WHAT IS ASKED
Give back the records below exactly, every one, with no pictures.

[Recorded data]

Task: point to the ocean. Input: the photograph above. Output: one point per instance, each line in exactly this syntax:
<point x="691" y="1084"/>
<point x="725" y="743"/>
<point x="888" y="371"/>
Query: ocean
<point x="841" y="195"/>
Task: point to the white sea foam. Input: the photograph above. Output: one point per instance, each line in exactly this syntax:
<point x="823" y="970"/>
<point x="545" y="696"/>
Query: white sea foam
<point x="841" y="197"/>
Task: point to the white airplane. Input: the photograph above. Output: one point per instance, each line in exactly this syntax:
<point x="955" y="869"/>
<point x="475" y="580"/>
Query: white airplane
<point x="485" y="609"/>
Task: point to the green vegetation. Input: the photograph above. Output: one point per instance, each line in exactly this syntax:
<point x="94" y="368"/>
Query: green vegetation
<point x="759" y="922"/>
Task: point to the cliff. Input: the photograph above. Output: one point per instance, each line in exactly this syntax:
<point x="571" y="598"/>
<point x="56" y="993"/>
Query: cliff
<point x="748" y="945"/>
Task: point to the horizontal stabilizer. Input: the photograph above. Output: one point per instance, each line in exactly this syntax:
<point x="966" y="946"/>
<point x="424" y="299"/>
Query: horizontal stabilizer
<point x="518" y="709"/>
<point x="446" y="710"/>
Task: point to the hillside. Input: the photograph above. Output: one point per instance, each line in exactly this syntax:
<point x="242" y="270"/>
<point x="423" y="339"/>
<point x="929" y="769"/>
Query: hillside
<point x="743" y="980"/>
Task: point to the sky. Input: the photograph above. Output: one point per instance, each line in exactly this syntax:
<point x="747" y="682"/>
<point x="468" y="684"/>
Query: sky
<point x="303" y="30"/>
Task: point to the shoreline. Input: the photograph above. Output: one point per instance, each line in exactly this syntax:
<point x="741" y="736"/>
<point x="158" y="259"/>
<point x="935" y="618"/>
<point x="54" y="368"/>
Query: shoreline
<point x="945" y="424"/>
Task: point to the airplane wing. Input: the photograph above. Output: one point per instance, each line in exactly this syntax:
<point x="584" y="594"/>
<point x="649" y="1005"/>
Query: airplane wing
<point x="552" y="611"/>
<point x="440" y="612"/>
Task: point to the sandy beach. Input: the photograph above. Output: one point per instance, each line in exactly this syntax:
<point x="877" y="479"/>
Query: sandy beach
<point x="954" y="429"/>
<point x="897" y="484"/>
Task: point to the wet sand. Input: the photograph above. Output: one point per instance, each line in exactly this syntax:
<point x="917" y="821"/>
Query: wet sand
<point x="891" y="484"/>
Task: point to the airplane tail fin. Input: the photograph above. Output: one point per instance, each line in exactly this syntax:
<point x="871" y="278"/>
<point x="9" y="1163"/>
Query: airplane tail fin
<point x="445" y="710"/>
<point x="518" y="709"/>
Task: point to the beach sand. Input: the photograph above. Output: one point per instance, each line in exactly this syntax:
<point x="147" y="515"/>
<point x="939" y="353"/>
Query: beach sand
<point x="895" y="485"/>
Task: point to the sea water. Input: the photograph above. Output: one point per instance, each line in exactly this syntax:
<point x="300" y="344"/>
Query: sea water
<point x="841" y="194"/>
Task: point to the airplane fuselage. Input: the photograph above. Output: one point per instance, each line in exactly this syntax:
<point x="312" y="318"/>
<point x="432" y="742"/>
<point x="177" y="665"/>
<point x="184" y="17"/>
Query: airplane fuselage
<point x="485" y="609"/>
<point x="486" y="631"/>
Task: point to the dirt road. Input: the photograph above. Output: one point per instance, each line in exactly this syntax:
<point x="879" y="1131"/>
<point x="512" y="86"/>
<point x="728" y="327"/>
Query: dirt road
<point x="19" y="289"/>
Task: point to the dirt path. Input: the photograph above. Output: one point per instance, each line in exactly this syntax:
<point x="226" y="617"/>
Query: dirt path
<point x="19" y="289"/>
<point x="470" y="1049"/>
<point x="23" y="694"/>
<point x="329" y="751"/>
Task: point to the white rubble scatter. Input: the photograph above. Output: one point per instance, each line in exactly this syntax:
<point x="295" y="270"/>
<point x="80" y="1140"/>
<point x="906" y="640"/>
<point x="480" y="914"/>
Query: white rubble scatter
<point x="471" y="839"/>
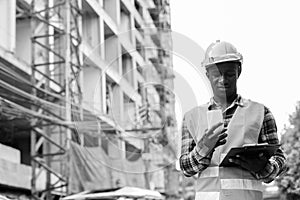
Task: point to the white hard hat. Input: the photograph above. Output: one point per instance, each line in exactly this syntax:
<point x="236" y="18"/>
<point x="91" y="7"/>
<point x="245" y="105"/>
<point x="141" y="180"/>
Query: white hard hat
<point x="219" y="52"/>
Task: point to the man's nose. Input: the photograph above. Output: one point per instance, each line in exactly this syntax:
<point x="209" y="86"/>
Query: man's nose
<point x="223" y="79"/>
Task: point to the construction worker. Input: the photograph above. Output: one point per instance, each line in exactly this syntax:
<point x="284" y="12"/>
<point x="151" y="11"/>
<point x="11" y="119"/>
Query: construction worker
<point x="244" y="122"/>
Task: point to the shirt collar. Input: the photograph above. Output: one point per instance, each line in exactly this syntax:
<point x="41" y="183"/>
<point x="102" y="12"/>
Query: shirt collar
<point x="238" y="101"/>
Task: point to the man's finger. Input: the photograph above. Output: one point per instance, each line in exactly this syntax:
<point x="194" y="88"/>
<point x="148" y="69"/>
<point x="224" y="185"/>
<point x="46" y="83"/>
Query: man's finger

TASK ANSWER
Task: point to the ocean. Input: the photograph above. Output: one point per instance, each line in exactly this syntax:
<point x="691" y="1084"/>
<point x="725" y="743"/>
<point x="888" y="371"/>
Query: ocean
<point x="841" y="195"/>
Task: point to the white sea foam. Input: the photograph above. Output: one point per instance, each line in exactly this syntax:
<point x="823" y="970"/>
<point x="545" y="696"/>
Query: white sea foam
<point x="841" y="197"/>
Task: point to the white airplane. Input: the photograph above. Output: one point per instance, each line in exactly this syntax:
<point x="955" y="869"/>
<point x="475" y="580"/>
Query: white airplane
<point x="485" y="609"/>
Task: point to the green vegetation. Input: the photograph above. Output: one point per instance, each line in exactly this syntax:
<point x="94" y="368"/>
Query: green vegetation
<point x="759" y="922"/>
Task: point to the cliff. Input: the photograph above. Output: one point per instance, each line in exactly this syntax:
<point x="571" y="598"/>
<point x="56" y="993"/>
Query: cliff
<point x="748" y="945"/>
Task: point to the horizontal stabilizer. Input: the photograph above. Output: one point per instance, each line in exactly this syntax:
<point x="966" y="946"/>
<point x="424" y="299"/>
Query: horizontal stabilizer
<point x="518" y="709"/>
<point x="446" y="710"/>
Task: point to the hillside. Input: the photograph above. Output: one point per instance, each line in exactly this syntax:
<point x="242" y="270"/>
<point x="423" y="339"/>
<point x="929" y="769"/>
Query: hillside
<point x="743" y="980"/>
Task: point to the sky. Input: the photograph above. Output: one point per instance, each line in exactly this syntax:
<point x="747" y="682"/>
<point x="468" y="684"/>
Query: sky
<point x="303" y="30"/>
Task: point to the shoreline. Input: the photograph above. Output: one point per instance, each line in exactly this syntax:
<point x="741" y="736"/>
<point x="158" y="259"/>
<point x="935" y="618"/>
<point x="54" y="368"/>
Query: shoreline
<point x="945" y="424"/>
Task: point to the airplane wing. Input: the photograph above. Output: one point per instance, each line in exactly this syntax:
<point x="584" y="594"/>
<point x="649" y="1005"/>
Query: airplane wing
<point x="552" y="611"/>
<point x="440" y="612"/>
Task: point to the sandy beach. Input: the photograph above. Output: one point per instance, each line in exactly this syntax:
<point x="877" y="479"/>
Query: sandy beach
<point x="954" y="429"/>
<point x="897" y="484"/>
Task: point to the wet sand. Input: the photograph above. Output: one point per instance, each line in exactly this syntax:
<point x="917" y="821"/>
Query: wet sand
<point x="891" y="484"/>
Task: point to the airplane tail fin. Input: the photograph above. Output: one point per instance, each line in exactly this syntax:
<point x="871" y="278"/>
<point x="9" y="1163"/>
Query: airplane tail fin
<point x="445" y="710"/>
<point x="518" y="709"/>
Task: point to the beach sand. Input: the photograph above. Output: one point per instance, each line in exactly this syntax:
<point x="147" y="515"/>
<point x="939" y="353"/>
Query: beach sand
<point x="895" y="485"/>
Task: point to the sea water. Input: the photograph above. Output: one point per instance, each line in exactly this syntax:
<point x="300" y="344"/>
Query: sea water
<point x="841" y="194"/>
Task: point to the airplane fuselage. Input: the photograph above. Output: one point per instance, each line in exactly this syntax:
<point x="312" y="318"/>
<point x="432" y="742"/>
<point x="177" y="665"/>
<point x="184" y="17"/>
Query: airplane fuselage
<point x="485" y="609"/>
<point x="486" y="631"/>
Task: point to the dirt road. Input: the photograph above. Output: one point per instance, each line in exactly this syntax:
<point x="879" y="1131"/>
<point x="512" y="86"/>
<point x="728" y="327"/>
Query: dirt road
<point x="19" y="289"/>
Task: point to the dirt path. Input: the photograph above. Output: one point per instance, each line in exactly this syntax:
<point x="226" y="617"/>
Query: dirt path
<point x="19" y="289"/>
<point x="470" y="1049"/>
<point x="23" y="694"/>
<point x="329" y="751"/>
Task: point to the white rubble scatter. Input: the photograph above. Output: one point per instance, each line in exactly this syntax:
<point x="295" y="270"/>
<point x="80" y="1140"/>
<point x="906" y="640"/>
<point x="480" y="914"/>
Query: white rubble scatter
<point x="471" y="839"/>
Task: point to the white hard hat. Input: the photograph above. Output: one point per instance, each line in exactly this syntax:
<point x="236" y="18"/>
<point x="91" y="7"/>
<point x="245" y="105"/>
<point x="141" y="180"/>
Query: white hard hat
<point x="219" y="52"/>
Task: point to the man's nose. Input: the photograph above. Output: one point per instance, each line in exactly this syntax:
<point x="209" y="86"/>
Query: man's nose
<point x="223" y="79"/>
Task: point to the construction worker. Input: the photograph above. Output: one point per instance, each line in exactly this syntax:
<point x="284" y="12"/>
<point x="151" y="11"/>
<point x="11" y="119"/>
Query: construction worker
<point x="244" y="122"/>
Task: point to the shirt collar. Input: the photograph above. Output: one point per instance, each line in exactly this syntax:
<point x="41" y="183"/>
<point x="102" y="12"/>
Query: shirt collar
<point x="238" y="101"/>
Task: point to the man's finger. Input: the photograph above. Output: one point per instance, each line in exactly this syntax:
<point x="194" y="88"/>
<point x="148" y="69"/>
<point x="224" y="185"/>
<point x="46" y="83"/>
Query: man's finger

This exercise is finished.